What this task involves —
Write out precisely the lines beginning with the line that contains "In the photo above, where can the white crosswalk" and ending with the last line of the entries, and no other lines.
## start
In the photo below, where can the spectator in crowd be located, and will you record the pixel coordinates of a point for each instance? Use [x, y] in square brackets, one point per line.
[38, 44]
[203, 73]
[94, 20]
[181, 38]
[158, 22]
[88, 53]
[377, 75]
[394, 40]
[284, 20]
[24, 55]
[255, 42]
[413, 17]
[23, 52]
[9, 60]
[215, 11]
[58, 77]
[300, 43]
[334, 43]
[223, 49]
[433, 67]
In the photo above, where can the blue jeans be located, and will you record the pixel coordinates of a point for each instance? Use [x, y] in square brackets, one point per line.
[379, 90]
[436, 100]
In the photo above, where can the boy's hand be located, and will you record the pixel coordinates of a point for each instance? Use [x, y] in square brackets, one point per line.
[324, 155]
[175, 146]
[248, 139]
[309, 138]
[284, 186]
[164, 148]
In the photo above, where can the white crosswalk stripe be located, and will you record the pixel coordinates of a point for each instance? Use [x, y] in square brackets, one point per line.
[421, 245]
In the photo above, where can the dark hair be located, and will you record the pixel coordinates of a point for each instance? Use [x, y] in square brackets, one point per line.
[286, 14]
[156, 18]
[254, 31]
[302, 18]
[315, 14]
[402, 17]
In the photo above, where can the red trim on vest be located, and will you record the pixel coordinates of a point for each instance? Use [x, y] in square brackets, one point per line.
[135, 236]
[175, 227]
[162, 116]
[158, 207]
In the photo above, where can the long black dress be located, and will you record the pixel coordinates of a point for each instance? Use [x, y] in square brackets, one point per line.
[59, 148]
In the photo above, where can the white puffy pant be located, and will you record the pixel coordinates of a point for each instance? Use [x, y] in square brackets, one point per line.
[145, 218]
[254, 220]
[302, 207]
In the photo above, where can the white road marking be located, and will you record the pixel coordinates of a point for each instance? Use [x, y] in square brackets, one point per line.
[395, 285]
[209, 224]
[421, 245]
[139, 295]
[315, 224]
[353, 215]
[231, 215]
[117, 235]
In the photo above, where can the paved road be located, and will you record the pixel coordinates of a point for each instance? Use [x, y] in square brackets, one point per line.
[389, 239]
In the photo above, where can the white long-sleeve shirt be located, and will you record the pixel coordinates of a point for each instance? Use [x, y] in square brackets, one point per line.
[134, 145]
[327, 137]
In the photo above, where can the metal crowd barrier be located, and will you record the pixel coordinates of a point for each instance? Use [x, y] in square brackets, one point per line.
## end
Answer for this exercise —
In the photo above, where can the white crosswalk stripe be located, and will you record the pixel coordinates of a point for each instance? Use [x, y] in square brackets, one point per line.
[421, 245]
In the photo above, where can the dark hair be located, and will you record the pixel coordinates of a point for each instance? Use [x, y] in square brackets, one point per line.
[286, 14]
[156, 18]
[254, 31]
[302, 18]
[315, 14]
[402, 17]
In the photo above, where can the red trim on vest be located, and will you record the pixel coordinates of a point for each instance? Use [x, y] in square brackets, one point per line.
[135, 236]
[175, 227]
[162, 116]
[158, 207]
In the photo above, where can the long black dress be located, and will you record the pixel coordinates of a point for each instance? Use [x, y] in square brackets, one point per line.
[59, 148]
In the photo above, where can the white puffy pant be located, and will you record the pixel coordinates of a point for each instance? Use [x, y] in square brackets, one point per line.
[145, 218]
[254, 220]
[302, 207]
In the photo above, where can the white road marking be located, and will you record the pixel coordinates of a point for each instance? Use [x, y] in square brackets, one point per line.
[395, 285]
[209, 224]
[421, 245]
[139, 295]
[315, 224]
[353, 215]
[231, 215]
[117, 235]
In the photo above, where can the paved road be located, and will you record the pixel coordinates of a point for each instance? Use [x, y] in square brackets, one point per line.
[389, 239]
In the photo above, where can the white long-sleeve shirt be located, and will you record the pixel coordinates of a point for each instance? Use [x, y] in square brackets, one point per line.
[134, 145]
[327, 137]
In the photo above, where can the metal crowd barrier be located, and will you record the pixel coordinates of a point for each instance? Use [x, y] in square brackets, one point per line.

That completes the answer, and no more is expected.